━━━━━ Dataset records

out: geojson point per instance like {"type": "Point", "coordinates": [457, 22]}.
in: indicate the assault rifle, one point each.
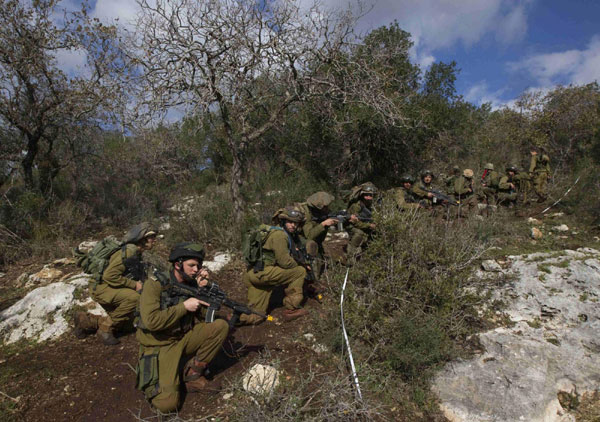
{"type": "Point", "coordinates": [440, 196]}
{"type": "Point", "coordinates": [342, 217]}
{"type": "Point", "coordinates": [216, 298]}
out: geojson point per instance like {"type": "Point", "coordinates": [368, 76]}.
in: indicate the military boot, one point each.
{"type": "Point", "coordinates": [107, 337]}
{"type": "Point", "coordinates": [194, 379]}
{"type": "Point", "coordinates": [85, 324]}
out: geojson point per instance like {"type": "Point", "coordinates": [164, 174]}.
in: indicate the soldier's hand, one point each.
{"type": "Point", "coordinates": [192, 304]}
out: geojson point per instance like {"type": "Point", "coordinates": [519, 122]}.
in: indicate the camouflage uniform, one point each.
{"type": "Point", "coordinates": [539, 169]}
{"type": "Point", "coordinates": [168, 336]}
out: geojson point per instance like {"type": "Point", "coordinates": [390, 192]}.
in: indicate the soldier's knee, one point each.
{"type": "Point", "coordinates": [166, 403]}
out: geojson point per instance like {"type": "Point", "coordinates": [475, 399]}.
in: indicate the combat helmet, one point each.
{"type": "Point", "coordinates": [139, 232]}
{"type": "Point", "coordinates": [407, 178]}
{"type": "Point", "coordinates": [289, 213]}
{"type": "Point", "coordinates": [186, 250]}
{"type": "Point", "coordinates": [320, 200]}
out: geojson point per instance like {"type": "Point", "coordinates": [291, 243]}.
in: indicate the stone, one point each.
{"type": "Point", "coordinates": [491, 266]}
{"type": "Point", "coordinates": [218, 262]}
{"type": "Point", "coordinates": [535, 369]}
{"type": "Point", "coordinates": [536, 233]}
{"type": "Point", "coordinates": [261, 380]}
{"type": "Point", "coordinates": [87, 246]}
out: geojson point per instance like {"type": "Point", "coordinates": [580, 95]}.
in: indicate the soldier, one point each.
{"type": "Point", "coordinates": [117, 292]}
{"type": "Point", "coordinates": [463, 192]}
{"type": "Point", "coordinates": [280, 269]}
{"type": "Point", "coordinates": [170, 332]}
{"type": "Point", "coordinates": [403, 196]}
{"type": "Point", "coordinates": [314, 230]}
{"type": "Point", "coordinates": [507, 191]}
{"type": "Point", "coordinates": [360, 209]}
{"type": "Point", "coordinates": [489, 182]}
{"type": "Point", "coordinates": [539, 171]}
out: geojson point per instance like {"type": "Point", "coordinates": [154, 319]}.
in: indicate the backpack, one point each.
{"type": "Point", "coordinates": [95, 261]}
{"type": "Point", "coordinates": [252, 244]}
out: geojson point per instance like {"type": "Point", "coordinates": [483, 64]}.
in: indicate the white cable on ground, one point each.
{"type": "Point", "coordinates": [561, 198]}
{"type": "Point", "coordinates": [354, 374]}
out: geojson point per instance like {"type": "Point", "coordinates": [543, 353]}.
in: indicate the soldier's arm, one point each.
{"type": "Point", "coordinates": [154, 318]}
{"type": "Point", "coordinates": [113, 274]}
{"type": "Point", "coordinates": [278, 243]}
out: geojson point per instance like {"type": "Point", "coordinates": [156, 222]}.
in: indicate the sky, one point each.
{"type": "Point", "coordinates": [502, 47]}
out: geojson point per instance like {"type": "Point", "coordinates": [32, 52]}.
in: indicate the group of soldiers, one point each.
{"type": "Point", "coordinates": [177, 344]}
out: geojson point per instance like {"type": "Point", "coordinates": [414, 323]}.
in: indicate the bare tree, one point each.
{"type": "Point", "coordinates": [50, 110]}
{"type": "Point", "coordinates": [243, 61]}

━━━━━━━━━━

◆ Exercise
Return each line exactly as written. Any picture gets left out.

◆ Reply
out: geojson point per instance like {"type": "Point", "coordinates": [457, 22]}.
in: indicate the assault rifle, one point each.
{"type": "Point", "coordinates": [440, 196]}
{"type": "Point", "coordinates": [342, 217]}
{"type": "Point", "coordinates": [216, 298]}
out: geojson point per instance like {"type": "Point", "coordinates": [368, 76]}.
in: indicate the military boot, one point each.
{"type": "Point", "coordinates": [107, 337]}
{"type": "Point", "coordinates": [194, 379]}
{"type": "Point", "coordinates": [85, 324]}
out: geojson point per instance like {"type": "Point", "coordinates": [164, 174]}.
in: indicate the soldier's hand, one point each.
{"type": "Point", "coordinates": [192, 304]}
out: geojson point per instance like {"type": "Point", "coordinates": [519, 122]}.
in: indicate the camouflage uniform, one point each.
{"type": "Point", "coordinates": [539, 169]}
{"type": "Point", "coordinates": [168, 336]}
out: geojson point per instance like {"type": "Point", "coordinates": [390, 192]}.
in: indicate the soldier's knee, one point each.
{"type": "Point", "coordinates": [166, 403]}
out: geojson point per instance like {"type": "Point", "coordinates": [475, 399]}.
in: indicate the combat helmet, one point each.
{"type": "Point", "coordinates": [139, 232]}
{"type": "Point", "coordinates": [407, 178]}
{"type": "Point", "coordinates": [289, 213]}
{"type": "Point", "coordinates": [186, 250]}
{"type": "Point", "coordinates": [320, 200]}
out: geojson point per instance like {"type": "Point", "coordinates": [291, 243]}.
in: indicate the stone, one point each.
{"type": "Point", "coordinates": [491, 266]}
{"type": "Point", "coordinates": [218, 262]}
{"type": "Point", "coordinates": [535, 369]}
{"type": "Point", "coordinates": [536, 233]}
{"type": "Point", "coordinates": [261, 380]}
{"type": "Point", "coordinates": [87, 246]}
out: geojson point per instance like {"type": "Point", "coordinates": [580, 95]}.
in: indicate the soldier, one point each.
{"type": "Point", "coordinates": [117, 292]}
{"type": "Point", "coordinates": [463, 192]}
{"type": "Point", "coordinates": [280, 269]}
{"type": "Point", "coordinates": [170, 332]}
{"type": "Point", "coordinates": [403, 196]}
{"type": "Point", "coordinates": [314, 230]}
{"type": "Point", "coordinates": [507, 191]}
{"type": "Point", "coordinates": [360, 209]}
{"type": "Point", "coordinates": [489, 182]}
{"type": "Point", "coordinates": [539, 171]}
out: geojson point per instance like {"type": "Point", "coordinates": [154, 319]}.
in: indicate the backpack, one point each.
{"type": "Point", "coordinates": [95, 261]}
{"type": "Point", "coordinates": [252, 244]}
out: geojson point per instance like {"type": "Point", "coordinates": [483, 64]}.
in: indicate the white cable on ground, one point each.
{"type": "Point", "coordinates": [561, 198]}
{"type": "Point", "coordinates": [354, 374]}
out: geojson point per instance like {"type": "Point", "coordinates": [543, 353]}.
in: indicate the soldier's arm, one point each.
{"type": "Point", "coordinates": [154, 318]}
{"type": "Point", "coordinates": [113, 274]}
{"type": "Point", "coordinates": [278, 243]}
out: geojson point per instance like {"type": "Point", "coordinates": [156, 222]}.
in: indicate the sky, one point each.
{"type": "Point", "coordinates": [502, 47]}
out: geojson point per instance like {"type": "Point", "coordinates": [32, 52]}.
in: indicate the group of soldiers, one point each.
{"type": "Point", "coordinates": [177, 344]}
out: geojson point per instance like {"type": "Point", "coordinates": [414, 323]}.
in: indicate the bare tree, one point each.
{"type": "Point", "coordinates": [50, 110]}
{"type": "Point", "coordinates": [243, 61]}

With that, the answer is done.